*** Begin section ***
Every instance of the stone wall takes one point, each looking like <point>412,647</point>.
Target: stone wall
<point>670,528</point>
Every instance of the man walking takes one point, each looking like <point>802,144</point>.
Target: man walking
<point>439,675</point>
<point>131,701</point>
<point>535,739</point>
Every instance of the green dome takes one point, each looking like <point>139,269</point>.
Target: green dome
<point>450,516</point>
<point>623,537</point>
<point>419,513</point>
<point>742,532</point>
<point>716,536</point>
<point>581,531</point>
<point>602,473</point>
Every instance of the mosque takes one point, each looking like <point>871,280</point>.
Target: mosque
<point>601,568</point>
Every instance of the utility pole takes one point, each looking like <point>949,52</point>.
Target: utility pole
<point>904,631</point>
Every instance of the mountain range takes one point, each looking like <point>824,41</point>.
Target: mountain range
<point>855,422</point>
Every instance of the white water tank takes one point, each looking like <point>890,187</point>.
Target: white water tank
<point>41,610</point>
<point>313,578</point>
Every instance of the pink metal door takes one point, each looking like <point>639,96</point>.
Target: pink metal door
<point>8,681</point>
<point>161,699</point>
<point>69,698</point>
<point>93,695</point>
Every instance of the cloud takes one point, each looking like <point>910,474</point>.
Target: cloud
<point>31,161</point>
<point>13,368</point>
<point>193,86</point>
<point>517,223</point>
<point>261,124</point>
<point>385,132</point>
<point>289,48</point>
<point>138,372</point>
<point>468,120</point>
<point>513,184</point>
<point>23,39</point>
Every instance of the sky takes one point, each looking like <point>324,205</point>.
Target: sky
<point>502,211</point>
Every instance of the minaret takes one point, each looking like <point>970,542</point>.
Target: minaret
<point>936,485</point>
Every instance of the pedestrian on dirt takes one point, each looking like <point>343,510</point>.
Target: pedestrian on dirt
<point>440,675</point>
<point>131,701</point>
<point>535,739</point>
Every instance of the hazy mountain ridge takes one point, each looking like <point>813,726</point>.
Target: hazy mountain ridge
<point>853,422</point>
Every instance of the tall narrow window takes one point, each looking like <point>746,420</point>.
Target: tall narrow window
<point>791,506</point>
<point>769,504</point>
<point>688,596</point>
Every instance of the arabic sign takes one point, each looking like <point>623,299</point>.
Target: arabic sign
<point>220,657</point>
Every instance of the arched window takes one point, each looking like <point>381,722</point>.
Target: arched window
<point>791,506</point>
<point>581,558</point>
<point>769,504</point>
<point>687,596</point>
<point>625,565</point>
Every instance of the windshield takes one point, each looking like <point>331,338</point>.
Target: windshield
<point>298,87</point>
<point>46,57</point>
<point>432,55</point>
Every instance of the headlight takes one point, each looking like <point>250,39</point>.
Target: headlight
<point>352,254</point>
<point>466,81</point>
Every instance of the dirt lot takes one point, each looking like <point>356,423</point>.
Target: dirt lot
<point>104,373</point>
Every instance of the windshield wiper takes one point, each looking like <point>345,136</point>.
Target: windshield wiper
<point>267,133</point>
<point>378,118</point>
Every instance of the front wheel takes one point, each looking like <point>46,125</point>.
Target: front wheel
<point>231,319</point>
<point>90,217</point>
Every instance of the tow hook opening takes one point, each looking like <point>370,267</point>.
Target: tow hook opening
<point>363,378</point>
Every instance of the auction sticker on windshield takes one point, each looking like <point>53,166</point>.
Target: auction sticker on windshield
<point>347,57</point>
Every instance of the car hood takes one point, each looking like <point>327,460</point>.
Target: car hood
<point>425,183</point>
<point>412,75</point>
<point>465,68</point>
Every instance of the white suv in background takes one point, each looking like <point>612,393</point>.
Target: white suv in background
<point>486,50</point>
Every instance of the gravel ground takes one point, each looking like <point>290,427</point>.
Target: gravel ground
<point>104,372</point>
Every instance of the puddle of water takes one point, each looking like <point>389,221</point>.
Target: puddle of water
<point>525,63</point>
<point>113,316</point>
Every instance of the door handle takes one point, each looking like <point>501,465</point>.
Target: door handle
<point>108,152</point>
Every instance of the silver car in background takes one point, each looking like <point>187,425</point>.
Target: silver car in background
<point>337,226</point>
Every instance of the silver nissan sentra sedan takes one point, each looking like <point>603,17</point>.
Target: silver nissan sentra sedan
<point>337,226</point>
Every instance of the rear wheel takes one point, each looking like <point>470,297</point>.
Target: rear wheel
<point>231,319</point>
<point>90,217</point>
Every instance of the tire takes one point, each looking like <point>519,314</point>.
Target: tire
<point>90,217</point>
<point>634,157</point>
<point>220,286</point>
*** End section ***
### WHAT NEEDS TO BE DONE
Copy out the full listing, exactly as it stands.

### SOLVED EXERCISE
Every instance of the stone wall takes one point, each looking like <point>412,647</point>.
Target: stone wall
<point>670,528</point>
Every instance of the man walking takes one point, each looking like <point>802,144</point>.
Target: man walking
<point>439,675</point>
<point>131,701</point>
<point>535,739</point>
Every instance of the green dome takes one point, each looking like <point>139,269</point>.
Target: green dome
<point>450,516</point>
<point>623,537</point>
<point>419,513</point>
<point>742,532</point>
<point>716,536</point>
<point>581,531</point>
<point>602,473</point>
Every instance of the mosque takes one point, each looking like <point>871,280</point>.
Target: mosque
<point>601,568</point>
Every instance of the utility pole takes one point, each looking like <point>949,52</point>.
Target: utility pole
<point>904,631</point>
Every instance of the mountain range takes one point, each looking like <point>824,41</point>.
Target: mountain range
<point>855,422</point>
Every instance of the white water tank takes one point, each looking like <point>890,187</point>.
Target: white water tank
<point>41,610</point>
<point>313,578</point>
Every instance of the pink metal door takes one point, each looking like <point>639,96</point>.
Target: pink metal door
<point>8,681</point>
<point>161,699</point>
<point>69,698</point>
<point>93,695</point>
Every instance of the cloud takes one point, each looking like <point>910,474</point>.
Target: cloud
<point>31,161</point>
<point>13,368</point>
<point>193,86</point>
<point>517,223</point>
<point>261,124</point>
<point>385,132</point>
<point>289,48</point>
<point>138,372</point>
<point>468,120</point>
<point>513,184</point>
<point>23,39</point>
Every instance of the sky takes one point, each looking like <point>324,205</point>.
Target: sky
<point>502,211</point>
Every instance of the minaret takes one point, each looking like <point>970,542</point>.
Target: minaret
<point>936,485</point>
Every instance of the pedestrian on dirt takes one point, each looking like <point>343,510</point>.
Target: pedestrian on dirt
<point>440,675</point>
<point>131,701</point>
<point>535,739</point>
Every instance of the hazy mountain ridge takes one point, each looking like <point>813,726</point>.
Target: hazy mountain ridge
<point>853,422</point>
Every instance of the tall narrow window takes one point, each looking like <point>746,420</point>.
Target: tall narrow window
<point>791,506</point>
<point>769,504</point>
<point>688,596</point>
Every instance of the arabic sign takes one point, each looking like <point>623,299</point>.
Target: arabic sign
<point>220,657</point>
Every instance of the arched window takes one point, each looking like <point>381,722</point>.
Target: arched window
<point>791,506</point>
<point>581,558</point>
<point>769,504</point>
<point>687,596</point>
<point>625,565</point>
Every instance of the windshield takes one point, each looking like <point>331,338</point>.
Target: windshield
<point>298,87</point>
<point>46,57</point>
<point>432,55</point>
Every instance of the headlight takes one point, each looking like <point>250,39</point>.
Target: headlight
<point>352,254</point>
<point>466,81</point>
Every instance of the dirt lot takes one point, each looking like <point>356,423</point>.
Target: dirt lot
<point>104,373</point>
Every instance of the windshield wiper takes one point, each looking like <point>345,136</point>.
Target: windshield wiper
<point>267,133</point>
<point>378,118</point>
Every instance of the front wheel takes one point, each looking like <point>46,125</point>.
Target: front wheel
<point>231,319</point>
<point>90,217</point>
Every instance of the tow hook opening takes one point, each looking like <point>370,267</point>.
Target: tow hook opening
<point>363,378</point>
Every instance of the auction sticker on windshield takes one point, each looking like <point>53,166</point>.
Target: auction sticker on windshield
<point>347,57</point>
Every instance of the car hood takes one point, each looking like <point>327,460</point>.
Target: car hood
<point>425,183</point>
<point>412,75</point>
<point>465,68</point>
Every instance of the white suv in background takes one point, each looking like <point>612,393</point>.
Target: white suv in background
<point>486,50</point>
Every instance of the gravel ground takes one point, each looking like <point>290,427</point>.
Target: gravel ground
<point>104,372</point>
Every instance of the puddle of water takes one point, each looking like <point>389,221</point>.
Target: puddle of water
<point>525,63</point>
<point>113,316</point>
Every instance of the door handle takes one point, each looking like <point>501,465</point>.
Target: door handle
<point>108,152</point>
Every instance of the silver car in background takes one point, each looking like <point>187,425</point>.
Target: silver car in background
<point>337,226</point>
Every instance of the silver nissan sentra sedan takes one point, each looking like <point>603,17</point>.
Target: silver nissan sentra sedan
<point>337,226</point>
Every instance of the rear wheel takes one point, each looking like <point>470,297</point>.
Target: rear wheel
<point>231,319</point>
<point>90,217</point>
Every instance of the tire takes one point, each looking like <point>519,314</point>.
Target: tire
<point>90,217</point>
<point>634,157</point>
<point>220,286</point>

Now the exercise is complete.